_SOURCE EXTRACT_:
┌──
What do you think? Do you agree with Hirsch? Does every church have everything it needs? What about the notion of removing “formal leaders” from the equation?

  • http://emergingumc.blogspot.com Taylor Burton-Edwards (@twbe)

    Does the church have everything it needs? In its particular setting, yes. Always. We need to grab onto that and believe it far more than we do.

    The question is HOW the church has what it needs. It’s rarely only in the personal resources of its participants and the Holy Spirit. It’s also through the networks they have with others– other Christians with whom they may be connected, and other people more generally. And those networks even in the case of China had, in fact, included all kinds of institutions and leaders. How were any scriptures made available to be remembered in the first place? Because they had been published by the institutions that were later destroyed or exiled. How did those institutions gain the funds to do the publishing? Because they raised them from Christians in other institutions, often across the globe. How did the translation into the various Chinese languages happen? Because scholars were raised up there and elsewhere– scholars who became expert at this work of translation.

    So yes, the case of China is an important one. It demonstrates the point that the Holy Spirit is more than capable of raising up a church out of ruins.
└──
_STORED DATA_:
┌──
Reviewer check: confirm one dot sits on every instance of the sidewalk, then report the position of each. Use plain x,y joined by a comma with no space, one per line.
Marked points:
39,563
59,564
└──
_WORK INSTRUCTIONS_:
1. Answer these questions from the excerpt on the church and China.
(a) What notion about leaders do the opening questions ask readers to consider?
(b) According to the reply, how did the institutions that published the scriptures get the funds to do so?
(c) What does the reply say the case of China demonstrates?
2. Reproduce word for word the part of the excerpt on the church and China that opens with "What do you" and closes with "from the equation?".

_TASK SOLUTIONS_:
1.
(a) Removing "formal leaders" from the equation.
(b) They raised the funds from Christians in other institutions, often across the globe.
(c) It demonstrates that the Holy Spirit is more than capable of raising up a church out of ruins.

2.
What do you think? Do you agree with Hirsch? Does every church have everything it needs? What about the notion of removing “formal leaders” from the equation?